Records:
━━━━━━━━━━━━━━━━━━━━━━━━━━━━━━

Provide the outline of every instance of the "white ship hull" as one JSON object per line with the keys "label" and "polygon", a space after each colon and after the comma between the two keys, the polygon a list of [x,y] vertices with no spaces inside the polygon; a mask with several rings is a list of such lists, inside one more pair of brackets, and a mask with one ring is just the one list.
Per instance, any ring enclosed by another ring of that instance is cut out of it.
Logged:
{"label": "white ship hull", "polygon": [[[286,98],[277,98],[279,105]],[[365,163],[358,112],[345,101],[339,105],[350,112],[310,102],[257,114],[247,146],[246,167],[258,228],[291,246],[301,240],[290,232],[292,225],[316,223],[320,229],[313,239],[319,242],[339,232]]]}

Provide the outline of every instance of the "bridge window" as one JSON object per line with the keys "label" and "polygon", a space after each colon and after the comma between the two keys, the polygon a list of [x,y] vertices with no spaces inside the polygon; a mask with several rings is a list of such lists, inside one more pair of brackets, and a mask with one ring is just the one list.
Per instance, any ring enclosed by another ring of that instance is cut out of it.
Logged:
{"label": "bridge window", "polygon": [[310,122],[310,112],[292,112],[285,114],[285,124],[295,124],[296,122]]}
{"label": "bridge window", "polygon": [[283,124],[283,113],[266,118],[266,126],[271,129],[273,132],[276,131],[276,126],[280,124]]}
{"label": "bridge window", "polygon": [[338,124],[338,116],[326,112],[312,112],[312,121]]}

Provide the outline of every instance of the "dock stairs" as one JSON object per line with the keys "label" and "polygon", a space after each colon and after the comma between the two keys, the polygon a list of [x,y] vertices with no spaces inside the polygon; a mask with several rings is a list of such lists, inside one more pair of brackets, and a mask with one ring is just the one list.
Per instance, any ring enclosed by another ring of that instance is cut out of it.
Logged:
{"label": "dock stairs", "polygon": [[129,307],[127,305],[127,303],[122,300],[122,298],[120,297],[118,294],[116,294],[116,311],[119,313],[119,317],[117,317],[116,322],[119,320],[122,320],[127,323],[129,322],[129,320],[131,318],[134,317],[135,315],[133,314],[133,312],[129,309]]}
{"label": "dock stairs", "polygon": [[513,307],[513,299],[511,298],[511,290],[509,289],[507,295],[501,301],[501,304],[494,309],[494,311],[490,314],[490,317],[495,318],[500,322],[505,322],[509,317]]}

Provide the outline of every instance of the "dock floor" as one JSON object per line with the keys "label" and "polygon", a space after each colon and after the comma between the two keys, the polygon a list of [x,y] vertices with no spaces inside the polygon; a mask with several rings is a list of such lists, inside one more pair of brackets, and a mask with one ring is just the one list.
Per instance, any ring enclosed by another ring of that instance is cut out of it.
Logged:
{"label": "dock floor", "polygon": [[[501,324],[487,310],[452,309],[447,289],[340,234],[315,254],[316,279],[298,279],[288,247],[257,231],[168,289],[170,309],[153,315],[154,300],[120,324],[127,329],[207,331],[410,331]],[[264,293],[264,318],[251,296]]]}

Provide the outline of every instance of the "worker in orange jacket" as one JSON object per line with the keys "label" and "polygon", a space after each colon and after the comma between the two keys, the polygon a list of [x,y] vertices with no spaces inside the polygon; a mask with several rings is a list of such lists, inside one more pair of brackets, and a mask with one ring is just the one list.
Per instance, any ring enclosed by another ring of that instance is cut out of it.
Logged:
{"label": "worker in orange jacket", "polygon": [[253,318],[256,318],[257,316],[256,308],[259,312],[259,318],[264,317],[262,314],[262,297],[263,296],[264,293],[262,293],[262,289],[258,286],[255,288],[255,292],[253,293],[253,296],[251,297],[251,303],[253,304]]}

━━━━━━━━━━━━━━━━━━━━━━━━━━━━━━

__Goal__
Return every line in the records that includes the word "outline", copying each one in full.

__Task answer__
Provide the outline of every instance of the "white ship hull" as one JSON object per line with the keys "label" and "polygon", a space after each colon and after the comma between the two keys, the polygon a list of [x,y] vertices with no spaces inside the polygon; a mask with several rings is a list of such lists, inside one more pair of brackets, and a mask with one ring is just the one list.
Provide the outline of every instance of the "bridge window" as one JSON object per line with the keys "label" and "polygon", a space after each colon and after the comma between the two keys, the polygon a list of [x,y] vertices with no spaces inside the polygon; a mask with several rings is a list of such lists, inside one more pair of brackets, and a mask with one ring is just the one list.
Provide the outline of every instance of the "dock stairs" as one JSON object per line with the keys "label" and "polygon", a space after each colon and after the comma between the two keys, the polygon a list of [x,y] vertices with no spaces inside the polygon; a mask with several rings is a list of such lists, inside one more pair of brackets, and a mask with one ring is just the one list.
Provide the outline of every instance of the "dock floor" as one JSON object per line with the keys "label" and "polygon", a space after each colon and after the comma between the two keys, the polygon a list of [x,y] vertices with no spaces inside the polygon; a mask with several rings is a list of such lists, inside one more pair of brackets, and a mask with one ring is just the one list.
Provide the outline of every instance of the "worker in orange jacket" as one JSON object per line with the keys "label" and "polygon", a space after each colon and after the comma between the two keys, the polygon a list of [x,y] vertices with no spaces inside the polygon; a mask with several rings is a list of such lists, inside one more pair of brackets, and a mask with one ring is just the one list.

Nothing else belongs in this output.